## TASK A
Reproduce both records below verbatim, character for character.

* Start EXTRACT *

So I'm just going to end this post with this:

You look damn good on BIGBANG Fridays.


BIGBANG Captions Part VIII


Sex God: What do you mean you won't have sex with me? I rented this hotel room for us and everything. Don't tell me you'd rather have sex with that toothpick Ji-Yong. He might be able to howl, but baby I grunt and I'll bust this iron bed frame into pieces .... You sure you don't want to have sex with me?


BIGBANG Captions Part VII


King of Foreplay: I'M TIRED OF HOLDING MY V-CARD!!!

I wonder how many comments this post will receive.


The Schizo Badass: Taeyang

I believe that the King of Foreplay can't really make up his mind as to whether or not he wants to be a complete and total badass. He flip flops from being sweet, innocent boy next door, to the dude you're only interested in having casual sex with and who you know won't call you back for at least two weeks, maybe one if he really likes you.

* End EXTRACT *
* Start SOURCE RECORDS *

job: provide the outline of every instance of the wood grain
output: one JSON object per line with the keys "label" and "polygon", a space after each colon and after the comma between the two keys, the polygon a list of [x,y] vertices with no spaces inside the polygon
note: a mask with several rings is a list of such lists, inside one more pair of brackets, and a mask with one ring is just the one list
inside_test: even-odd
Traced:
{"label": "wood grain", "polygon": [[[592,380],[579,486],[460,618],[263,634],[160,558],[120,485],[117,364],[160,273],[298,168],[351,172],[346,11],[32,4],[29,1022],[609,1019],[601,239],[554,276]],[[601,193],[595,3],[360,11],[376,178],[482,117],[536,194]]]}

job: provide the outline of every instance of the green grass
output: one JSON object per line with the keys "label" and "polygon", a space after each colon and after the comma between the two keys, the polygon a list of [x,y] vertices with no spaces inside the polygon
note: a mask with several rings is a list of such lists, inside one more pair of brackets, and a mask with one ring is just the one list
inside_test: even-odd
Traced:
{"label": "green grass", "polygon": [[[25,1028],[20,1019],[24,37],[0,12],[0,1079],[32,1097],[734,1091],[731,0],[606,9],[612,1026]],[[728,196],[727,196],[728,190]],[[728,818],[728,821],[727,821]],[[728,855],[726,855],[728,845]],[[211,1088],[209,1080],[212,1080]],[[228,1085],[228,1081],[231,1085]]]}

* End SOURCE RECORDS *

## TASK B
In the BIGBANG captions post, who is given the title "The Schizo Badass"?

## FULL OUTPUT A
job: provide the outline of every instance of the wood grain
output: one JSON object per line with the keys "label" and "polygon", a space after each colon and after the comma between the two keys, the polygon a list of [x,y] vertices with no spaces inside the polygon
note: a mask with several rings is a list of such lists, inside one more pair of brackets, and a mask with one ring is just the one list
inside_test: even-odd
Traced:
{"label": "wood grain", "polygon": [[[592,380],[579,486],[460,618],[263,634],[160,558],[120,485],[117,364],[160,273],[298,168],[351,172],[346,11],[32,4],[29,1022],[609,1019],[601,239],[554,276]],[[601,193],[595,3],[360,11],[376,178],[482,117],[536,194]]]}

job: provide the outline of every instance of the green grass
output: one JSON object per line with the keys "label" and "polygon", a space after each colon and after the comma between the two keys, the polygon a list of [x,y] vertices with no spaces inside the polygon
note: a mask with several rings is a list of such lists, inside one more pair of brackets, and a mask with one ring is just the one list
inside_test: even-odd
Traced:
{"label": "green grass", "polygon": [[[25,1028],[20,1019],[24,37],[0,12],[0,1079],[32,1097],[734,1091],[731,0],[606,9],[612,1026]],[[728,196],[727,196],[728,190]],[[728,818],[728,821],[727,821]],[[728,855],[726,855],[728,845]],[[211,1088],[209,1080],[212,1080]],[[228,1085],[228,1081],[231,1085]]]}

## FULL OUTPUT B
Taeyang